**TO DO**
Output the records exactly as they appear, with no pictures included.
● ● ● ●
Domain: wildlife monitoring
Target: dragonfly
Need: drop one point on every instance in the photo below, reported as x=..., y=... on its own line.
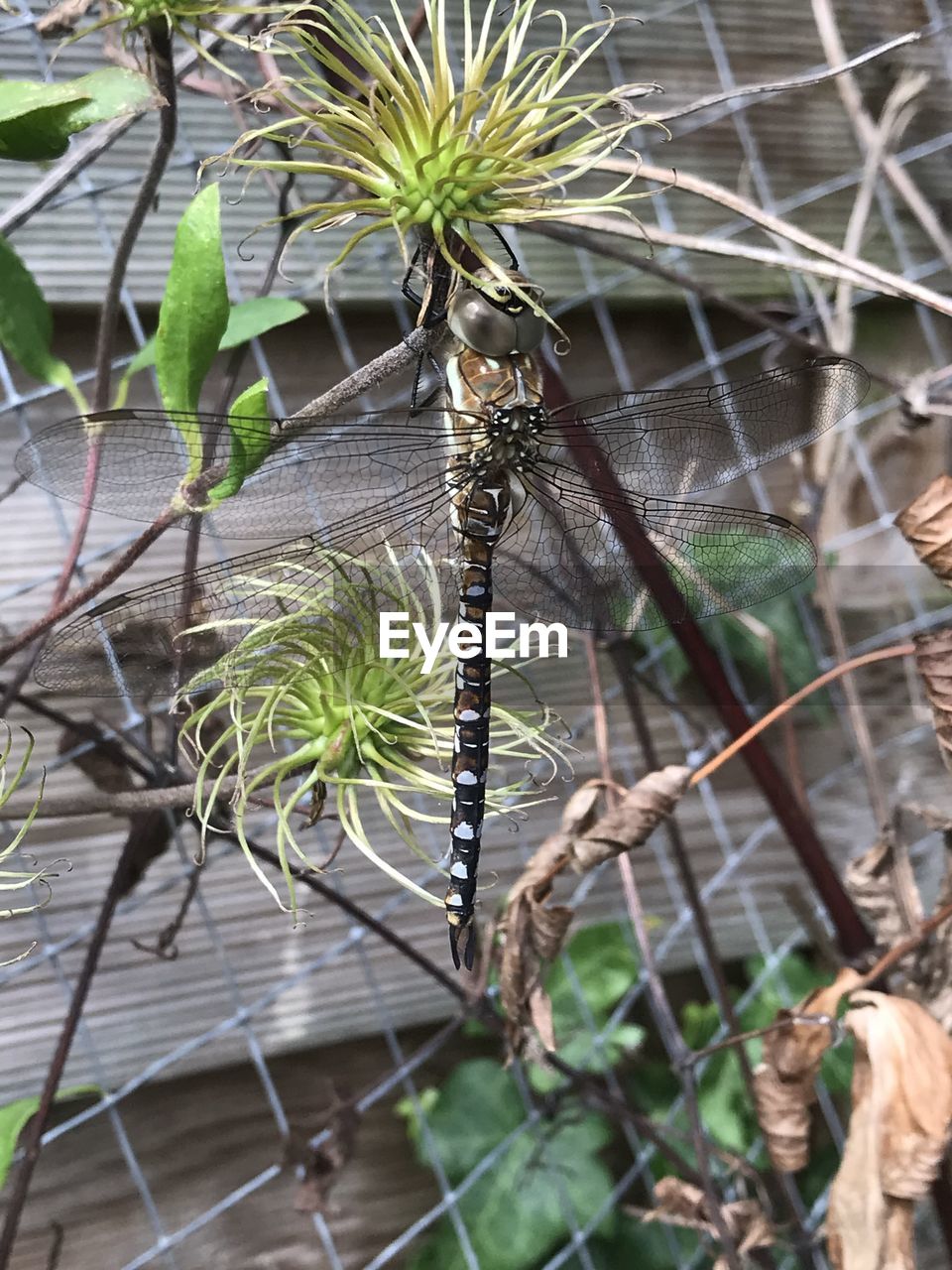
x=517, y=502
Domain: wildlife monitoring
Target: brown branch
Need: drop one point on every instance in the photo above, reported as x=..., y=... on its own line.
x=749, y=735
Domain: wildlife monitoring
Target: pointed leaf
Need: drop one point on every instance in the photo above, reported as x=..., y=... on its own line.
x=246, y=320
x=16, y=1115
x=194, y=310
x=252, y=444
x=39, y=119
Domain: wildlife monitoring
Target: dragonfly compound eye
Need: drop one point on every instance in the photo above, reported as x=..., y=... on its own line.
x=475, y=320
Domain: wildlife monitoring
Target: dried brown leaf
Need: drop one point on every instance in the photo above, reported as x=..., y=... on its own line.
x=783, y=1083
x=898, y=1128
x=933, y=659
x=925, y=524
x=883, y=887
x=679, y=1203
x=783, y=1111
x=630, y=824
x=324, y=1162
x=534, y=930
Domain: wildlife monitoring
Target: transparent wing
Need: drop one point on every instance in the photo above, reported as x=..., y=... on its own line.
x=562, y=561
x=325, y=474
x=145, y=642
x=679, y=441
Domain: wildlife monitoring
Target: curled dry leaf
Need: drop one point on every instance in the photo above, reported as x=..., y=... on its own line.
x=898, y=1128
x=933, y=659
x=322, y=1164
x=927, y=526
x=927, y=966
x=679, y=1203
x=534, y=930
x=783, y=1082
x=883, y=887
x=630, y=824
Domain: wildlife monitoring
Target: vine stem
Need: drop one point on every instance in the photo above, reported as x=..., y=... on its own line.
x=33, y=1134
x=620, y=653
x=640, y=550
x=160, y=45
x=855, y=663
x=660, y=1007
x=91, y=589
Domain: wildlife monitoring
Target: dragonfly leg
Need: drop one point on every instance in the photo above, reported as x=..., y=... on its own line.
x=513, y=258
x=405, y=289
x=468, y=956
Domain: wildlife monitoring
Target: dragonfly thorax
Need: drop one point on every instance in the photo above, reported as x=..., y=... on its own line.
x=509, y=441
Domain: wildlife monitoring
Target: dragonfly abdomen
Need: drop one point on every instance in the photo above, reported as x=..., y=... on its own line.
x=479, y=516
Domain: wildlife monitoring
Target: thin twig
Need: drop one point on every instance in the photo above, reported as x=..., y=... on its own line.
x=660, y=1006
x=94, y=143
x=855, y=663
x=166, y=945
x=706, y=937
x=33, y=1133
x=865, y=128
x=876, y=971
x=160, y=46
x=876, y=155
x=806, y=80
x=627, y=252
x=858, y=722
x=91, y=589
x=121, y=802
x=480, y=1007
x=907, y=945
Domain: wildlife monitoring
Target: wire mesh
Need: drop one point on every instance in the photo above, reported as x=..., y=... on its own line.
x=264, y=996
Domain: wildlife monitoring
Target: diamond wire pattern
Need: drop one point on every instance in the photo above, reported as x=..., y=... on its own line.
x=714, y=361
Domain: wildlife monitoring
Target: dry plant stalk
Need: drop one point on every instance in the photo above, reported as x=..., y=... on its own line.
x=933, y=659
x=783, y=1082
x=883, y=887
x=895, y=913
x=679, y=1203
x=534, y=930
x=898, y=1129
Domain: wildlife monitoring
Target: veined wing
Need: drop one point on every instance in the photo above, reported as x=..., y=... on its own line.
x=144, y=642
x=562, y=561
x=322, y=475
x=679, y=441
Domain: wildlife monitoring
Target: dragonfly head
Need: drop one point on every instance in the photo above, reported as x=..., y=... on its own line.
x=493, y=318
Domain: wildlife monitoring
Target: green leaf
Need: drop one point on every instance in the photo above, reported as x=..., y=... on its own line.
x=249, y=423
x=27, y=325
x=725, y=1105
x=585, y=1057
x=193, y=314
x=606, y=966
x=246, y=320
x=461, y=1137
x=39, y=119
x=517, y=1211
x=16, y=1115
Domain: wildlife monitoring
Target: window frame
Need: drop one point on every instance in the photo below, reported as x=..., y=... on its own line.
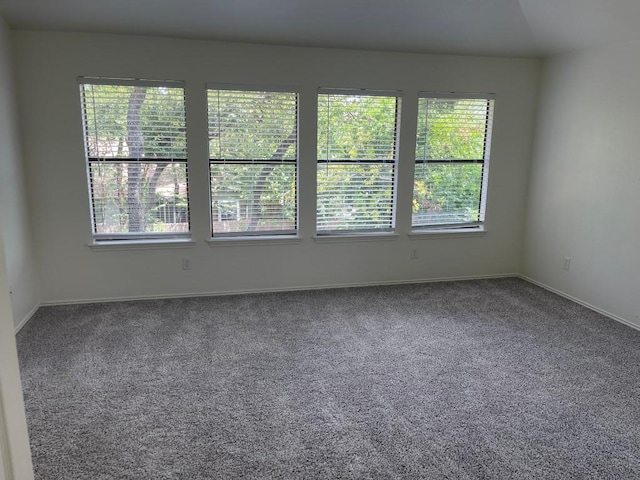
x=354, y=233
x=257, y=235
x=459, y=227
x=116, y=238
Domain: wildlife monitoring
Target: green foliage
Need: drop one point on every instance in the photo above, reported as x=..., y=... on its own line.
x=253, y=150
x=449, y=130
x=356, y=195
x=142, y=196
x=259, y=128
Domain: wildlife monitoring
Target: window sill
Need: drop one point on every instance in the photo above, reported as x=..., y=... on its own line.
x=434, y=233
x=155, y=244
x=253, y=240
x=349, y=238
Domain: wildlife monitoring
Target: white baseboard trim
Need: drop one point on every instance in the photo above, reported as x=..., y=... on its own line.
x=610, y=315
x=26, y=319
x=278, y=289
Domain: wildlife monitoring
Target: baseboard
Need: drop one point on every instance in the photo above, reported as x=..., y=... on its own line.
x=581, y=302
x=26, y=319
x=279, y=289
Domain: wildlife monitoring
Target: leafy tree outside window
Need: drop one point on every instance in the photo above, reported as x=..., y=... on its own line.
x=452, y=160
x=135, y=142
x=357, y=146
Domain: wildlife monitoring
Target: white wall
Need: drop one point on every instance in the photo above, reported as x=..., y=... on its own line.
x=14, y=438
x=585, y=181
x=47, y=67
x=14, y=218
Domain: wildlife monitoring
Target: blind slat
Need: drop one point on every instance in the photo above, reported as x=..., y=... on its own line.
x=253, y=161
x=136, y=147
x=452, y=159
x=357, y=141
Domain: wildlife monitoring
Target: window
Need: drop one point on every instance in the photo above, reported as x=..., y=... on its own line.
x=136, y=149
x=253, y=151
x=357, y=146
x=452, y=160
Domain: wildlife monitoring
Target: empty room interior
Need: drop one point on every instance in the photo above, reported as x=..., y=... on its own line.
x=327, y=239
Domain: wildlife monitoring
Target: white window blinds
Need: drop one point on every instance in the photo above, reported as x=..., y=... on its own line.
x=452, y=160
x=357, y=146
x=136, y=148
x=253, y=139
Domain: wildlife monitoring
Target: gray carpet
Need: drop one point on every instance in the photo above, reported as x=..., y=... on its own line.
x=490, y=379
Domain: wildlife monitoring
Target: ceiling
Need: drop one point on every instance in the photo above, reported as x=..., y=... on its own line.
x=524, y=28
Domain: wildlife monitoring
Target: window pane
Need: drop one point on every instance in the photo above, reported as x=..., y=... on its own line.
x=355, y=196
x=253, y=198
x=446, y=193
x=253, y=161
x=356, y=154
x=252, y=125
x=135, y=142
x=452, y=128
x=135, y=197
x=134, y=122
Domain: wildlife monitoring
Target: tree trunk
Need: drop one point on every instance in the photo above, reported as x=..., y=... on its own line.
● ● ● ●
**TASK RESULT**
Domain: wildlife monitoring
Target: dragonfly
Need: drop one point on every instance in the photo below, reported as x=..., y=... on its own line.
x=517, y=502
Domain: wildlife monitoring
Target: brown branch
Need: drop one point on every instance in the photo above, reported as x=..., y=... on its own line.
x=749, y=735
Domain: wildlife monitoring
Target: pointed leaf
Need: drop one point on every instance in the photo above, reported as x=..., y=... on its own line.
x=246, y=320
x=16, y=1115
x=194, y=310
x=252, y=444
x=39, y=119
Domain: wildlife monitoring
Target: dragonfly compound eye
Need: drop one point on every instance in the photo above, reported as x=..., y=... on its own line.
x=475, y=320
Domain: wildlife monitoring
Target: dried brown leaf
Need: drop one point on every instance in the photo above, reported as x=..., y=... on its own line.
x=783, y=1083
x=898, y=1128
x=933, y=659
x=925, y=524
x=883, y=887
x=679, y=1203
x=783, y=1111
x=630, y=824
x=324, y=1162
x=534, y=930
Domain: wildlife monitoring
Target: transparent wing
Need: drop one point on every instance in the photo above, reported as x=..., y=... on its own line.
x=562, y=561
x=325, y=474
x=145, y=642
x=679, y=441
Domain: wildlife monitoring
Target: curled dry leaf
Need: drop one point on every instance in the photo above, reported as x=..., y=... on its own line.
x=898, y=1128
x=933, y=659
x=322, y=1164
x=927, y=526
x=927, y=966
x=679, y=1203
x=534, y=930
x=783, y=1082
x=883, y=887
x=630, y=824
Domain: wildlife monitoring
Target: vine stem
Need: drop one point on every instance in the photo above, reported as x=..., y=... on its own line.
x=33, y=1134
x=620, y=653
x=640, y=550
x=160, y=45
x=855, y=663
x=660, y=1007
x=91, y=589
Domain: wildlife monitoring
Target: dragonfly leg
Need: drop one point on every instance in the photo above, reported as x=..., y=... on its own line.
x=513, y=258
x=405, y=289
x=468, y=956
Domain: wildlife monitoring
Target: dragonfly thorax
Need: drop one point on every instance in the photo above, reported as x=..., y=... on its own line.
x=509, y=441
Domain: wildlife monitoring
Target: dragonfly abdomen
Need: drop one point on every instance in the photo above, reported as x=..., y=... on its own line.
x=479, y=516
Domain: wildlife monitoring
Target: thin twig
Need: drop one point on every instance in the photo above, reported as x=..., y=... on its own line.
x=660, y=1006
x=94, y=143
x=855, y=663
x=166, y=945
x=706, y=937
x=33, y=1133
x=865, y=128
x=876, y=971
x=160, y=46
x=876, y=155
x=806, y=80
x=627, y=252
x=858, y=722
x=91, y=589
x=121, y=802
x=480, y=1007
x=907, y=945
Domain: wildlife monitoring
Target: wire mesh
Need: drop one point on every instance in the photo above, reported as x=..., y=... on its own line.
x=264, y=996
Domain: wildlife monitoring
Target: diamond wire pattern
Need: drop one point on every instance in the photo above, reported as x=..., y=... on its own line.
x=714, y=361
Domain: wildlife monitoring
Target: dry plant stalk
Need: drop one point on every instance in the photo above, reported as x=..., y=... on its own line.
x=933, y=659
x=783, y=1082
x=883, y=887
x=895, y=913
x=679, y=1203
x=534, y=930
x=898, y=1129
Domain: wildlife monitoring
Target: veined wing
Need: drop one point on every instance in the photo above, reported as x=..., y=... on its own line.
x=144, y=642
x=562, y=561
x=322, y=475
x=679, y=441
Domain: wildlife monitoring
Target: dragonfly head
Need: drop one point on every instance in the photo above, reported as x=..., y=... on its own line.
x=493, y=318
Domain: wildlife monitoring
Target: green leaf
Need: drop one point on every instance in the photo above, reported as x=..., y=... on its own line.
x=249, y=423
x=27, y=325
x=725, y=1105
x=585, y=1057
x=193, y=314
x=606, y=966
x=246, y=320
x=461, y=1137
x=39, y=119
x=517, y=1211
x=16, y=1115
Domain: wildlife monitoring
Target: window frame
Need: drop one point on every instance in the photo below, reported as x=..., y=... on its own line.
x=354, y=233
x=257, y=235
x=459, y=227
x=116, y=238
Domain: wildlife monitoring
Target: green foliage
Need: drop one point on every instance in the photo above, reported as x=..., y=... on its own line.
x=253, y=150
x=449, y=130
x=356, y=195
x=142, y=196
x=259, y=128
Domain: wildlife monitoring
Target: window sill
Need: drop one point on every instance in the photo above, reported as x=..., y=... on its own line.
x=434, y=233
x=155, y=244
x=253, y=240
x=349, y=238
Domain: wildlife monitoring
Target: white baseboard trim
Need: drop one point on every instance in the photo above, reported as x=..., y=... on its own line.
x=610, y=315
x=26, y=319
x=278, y=289
Domain: wildlife monitoring
Target: baseboard
Need: drop one point on every instance in the photo above, reported as x=..., y=... on its own line.
x=581, y=302
x=26, y=319
x=279, y=289
Domain: wildlife monitoring
Target: leafy tree outside window
Need: drop one point on every instance in the photo above, reported as x=..., y=... on its own line.
x=452, y=160
x=135, y=142
x=357, y=146
Domain: wildlife monitoring
Target: white wall
Need: drop one point on every instance in the photo above, reported as x=..., y=... on its own line.
x=14, y=438
x=585, y=181
x=47, y=67
x=14, y=218
Domain: wildlife monitoring
Target: blind slat
Need: drop one point on every instance in the photo above, reported as x=..., y=... on its own line.
x=253, y=161
x=136, y=147
x=452, y=159
x=357, y=141
Domain: wildlife monitoring
Target: window
Need: drop one point on every instance in the photo above, reported as x=..., y=... on its own line.
x=136, y=149
x=253, y=151
x=357, y=146
x=452, y=160
Domain: wildlife monitoring
Target: empty room interior
Need: drop one point on every instance in the photo above, reported as x=..., y=... on its own line.
x=327, y=239
Domain: wildlife monitoring
Target: white window blinds
Need: drop one point on every instance in the photo above, reported as x=..., y=... on its own line.
x=452, y=160
x=357, y=146
x=136, y=148
x=253, y=139
Domain: wildlife monitoring
Target: gray carpet
Need: drop one point on every instance in the photo above, reported as x=..., y=... on its own line.
x=490, y=379
Domain: wildlife monitoring
Target: ceiling
Need: drop one point on every instance in the photo above, reported as x=..., y=... on its own line.
x=524, y=28
Domain: wildlife monitoring
Target: window pane
Need: drop one point on every instance in the photo above, reported as x=..., y=... on its own line.
x=355, y=196
x=253, y=198
x=446, y=193
x=253, y=161
x=356, y=154
x=252, y=125
x=135, y=142
x=452, y=128
x=135, y=197
x=134, y=122
Domain: wildlife monitoring
Target: tree trunk
Need: drop one point on every instance in the photo above, reported as x=..., y=... on its own line.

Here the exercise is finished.